| ACTIVITY |
Transcribe the whole article excerpt on Ter Stegen's injury and La Liga's salary limit, word for word.

*** Opening of DOCUMENT EXCERPT ***

If Ter Stegen’s bad back were to keep him out for at least four months, it would be considered long-term under La Liga’s criteria. And within the rules of the competition’s salary limit, a club with a player who has a long-term injury are permitted to use 80 per cent of his wages to register a new signing to their squad — even if the team in question are spending above their current league-imposed salary cap.
Barca are currently spending more than their salary limit, according to La Liga, so therefore cannot register new signings unless they offload money from their wage bill or have new income on the way.
It was this ‘long-term injury’ rule which allowed them to register new forward Dani Olmo last summer after defender Andreas Christensen suffered an Achilles tendon injury in August and didn’t return to action until April.
Dani Olmo (Manaure Quintero/AFP via Getty Images)
Barca believed Ter Stegen needed surgery to fix his problem and that it would keep him out at least four months, so they began to see his injury as a way of registering their new ’keeper, Garcia. So the player posting he would miss three months, not the four months they crucially need to use some of his salary elsewhere, is far from ideal from the club’s point of view.

*** Close of DOCUMENT EXCERPT ***
*** Opening of THE DATA ***

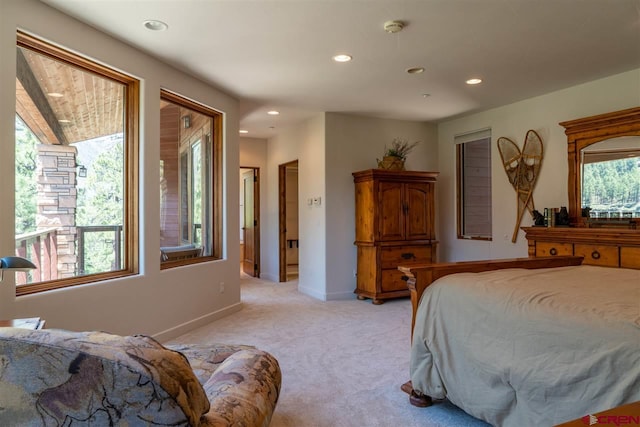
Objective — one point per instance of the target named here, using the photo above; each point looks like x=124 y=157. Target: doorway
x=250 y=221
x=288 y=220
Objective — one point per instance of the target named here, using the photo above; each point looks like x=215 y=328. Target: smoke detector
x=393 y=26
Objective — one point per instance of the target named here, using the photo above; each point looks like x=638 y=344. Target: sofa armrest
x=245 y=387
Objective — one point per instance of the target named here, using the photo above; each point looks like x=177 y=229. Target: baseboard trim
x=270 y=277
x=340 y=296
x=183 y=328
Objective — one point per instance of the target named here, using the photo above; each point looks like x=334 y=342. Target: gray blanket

*** Close of THE DATA ***
*** Opening of THE DATA ***

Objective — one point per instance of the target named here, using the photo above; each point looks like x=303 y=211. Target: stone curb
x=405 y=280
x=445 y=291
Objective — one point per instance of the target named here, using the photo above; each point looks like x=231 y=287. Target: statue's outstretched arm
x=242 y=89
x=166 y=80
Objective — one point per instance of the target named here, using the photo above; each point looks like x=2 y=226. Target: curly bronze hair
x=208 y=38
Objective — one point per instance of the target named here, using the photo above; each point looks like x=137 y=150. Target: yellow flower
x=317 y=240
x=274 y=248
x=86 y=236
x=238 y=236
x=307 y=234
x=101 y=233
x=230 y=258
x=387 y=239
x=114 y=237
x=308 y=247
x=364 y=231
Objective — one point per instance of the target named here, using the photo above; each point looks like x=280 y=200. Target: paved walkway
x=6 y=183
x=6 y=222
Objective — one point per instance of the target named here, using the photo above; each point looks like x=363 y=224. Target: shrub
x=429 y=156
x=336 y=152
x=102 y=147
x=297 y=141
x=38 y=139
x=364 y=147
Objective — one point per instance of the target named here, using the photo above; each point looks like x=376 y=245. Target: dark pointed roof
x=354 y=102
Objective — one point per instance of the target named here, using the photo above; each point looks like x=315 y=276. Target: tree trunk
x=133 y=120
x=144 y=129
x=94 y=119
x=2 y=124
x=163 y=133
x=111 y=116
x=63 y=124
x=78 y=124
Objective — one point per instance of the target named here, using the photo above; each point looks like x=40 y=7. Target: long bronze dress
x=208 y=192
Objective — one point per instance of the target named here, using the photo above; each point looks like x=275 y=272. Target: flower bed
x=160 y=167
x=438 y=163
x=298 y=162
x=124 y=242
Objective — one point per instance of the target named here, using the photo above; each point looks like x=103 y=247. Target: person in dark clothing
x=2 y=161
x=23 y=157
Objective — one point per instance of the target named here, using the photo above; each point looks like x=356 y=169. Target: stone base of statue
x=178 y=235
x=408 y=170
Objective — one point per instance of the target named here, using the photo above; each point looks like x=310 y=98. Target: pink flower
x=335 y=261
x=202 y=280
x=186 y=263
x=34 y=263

*** Close of THE DATA ***
*** Opening of THE DATA ***

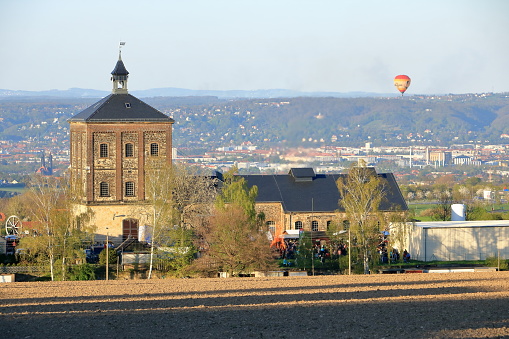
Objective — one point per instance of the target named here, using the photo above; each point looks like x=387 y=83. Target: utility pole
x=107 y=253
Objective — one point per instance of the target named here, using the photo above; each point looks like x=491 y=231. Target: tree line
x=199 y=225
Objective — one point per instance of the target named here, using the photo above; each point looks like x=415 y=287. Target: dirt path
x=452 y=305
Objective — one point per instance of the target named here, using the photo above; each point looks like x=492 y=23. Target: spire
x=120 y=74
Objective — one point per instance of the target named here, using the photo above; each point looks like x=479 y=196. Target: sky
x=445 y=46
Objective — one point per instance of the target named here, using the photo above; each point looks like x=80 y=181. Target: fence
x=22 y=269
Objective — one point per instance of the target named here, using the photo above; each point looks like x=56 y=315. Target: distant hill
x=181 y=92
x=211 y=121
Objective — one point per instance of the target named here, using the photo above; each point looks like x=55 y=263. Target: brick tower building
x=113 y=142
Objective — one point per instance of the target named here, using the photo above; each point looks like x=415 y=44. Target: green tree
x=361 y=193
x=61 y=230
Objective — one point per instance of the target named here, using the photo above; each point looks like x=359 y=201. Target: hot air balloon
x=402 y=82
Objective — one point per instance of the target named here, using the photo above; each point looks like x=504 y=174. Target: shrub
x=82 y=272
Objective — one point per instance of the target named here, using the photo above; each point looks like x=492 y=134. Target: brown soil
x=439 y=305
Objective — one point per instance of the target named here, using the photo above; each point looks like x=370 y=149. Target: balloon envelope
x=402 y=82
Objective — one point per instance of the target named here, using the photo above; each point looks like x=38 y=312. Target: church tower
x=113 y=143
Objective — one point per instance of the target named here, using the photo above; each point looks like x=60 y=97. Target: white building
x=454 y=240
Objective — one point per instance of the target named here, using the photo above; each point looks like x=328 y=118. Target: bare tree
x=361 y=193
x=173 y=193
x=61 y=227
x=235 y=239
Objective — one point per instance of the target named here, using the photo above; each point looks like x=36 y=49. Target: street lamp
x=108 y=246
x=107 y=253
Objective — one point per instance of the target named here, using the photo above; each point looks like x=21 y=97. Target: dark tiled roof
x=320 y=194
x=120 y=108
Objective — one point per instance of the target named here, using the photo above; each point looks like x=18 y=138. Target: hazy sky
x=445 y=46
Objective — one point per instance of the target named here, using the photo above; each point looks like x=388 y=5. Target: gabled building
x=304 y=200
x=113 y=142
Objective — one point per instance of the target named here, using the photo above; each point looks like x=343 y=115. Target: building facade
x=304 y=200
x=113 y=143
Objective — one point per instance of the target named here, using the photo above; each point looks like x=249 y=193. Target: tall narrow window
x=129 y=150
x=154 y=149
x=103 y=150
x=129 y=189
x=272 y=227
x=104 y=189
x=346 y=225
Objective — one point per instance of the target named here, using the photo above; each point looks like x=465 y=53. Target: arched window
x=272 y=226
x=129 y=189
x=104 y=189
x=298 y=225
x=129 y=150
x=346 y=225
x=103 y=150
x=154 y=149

*** Close of THE DATA ***

| SOLUTION |
If Ter Stegen’s bad back were to keep him out for at least four months, it would be considered long-term under La Liga’s criteria. And within the rules of the competition’s salary limit, a club with a player who has a long-term injury are permitted to use 80 per cent of his wages to register a new signing to their squad — even if the team in question are spending above their current league-imposed salary cap.
Barca are currently spending more than their salary limit, according to La Liga, so therefore cannot register new signings unless they offload money from their wage bill or have new income on the way.
It was this ‘long-term injury’ rule which allowed them to register new forward Dani Olmo last summer after defender Andreas Christensen suffered an Achilles tendon injury in August and didn’t return to action until April.
Dani Olmo (Manaure Quintero/AFP via Getty Images)
Barca believed Ter Stegen needed surgery to fix his problem and that it would keep him out at least four months, so they began to see his injury as a way of registering their new ’keeper, Garcia. So the player posting he would miss three months, not the four months they crucially need to use some of his salary elsewhere, is far from ideal from the club’s point of view.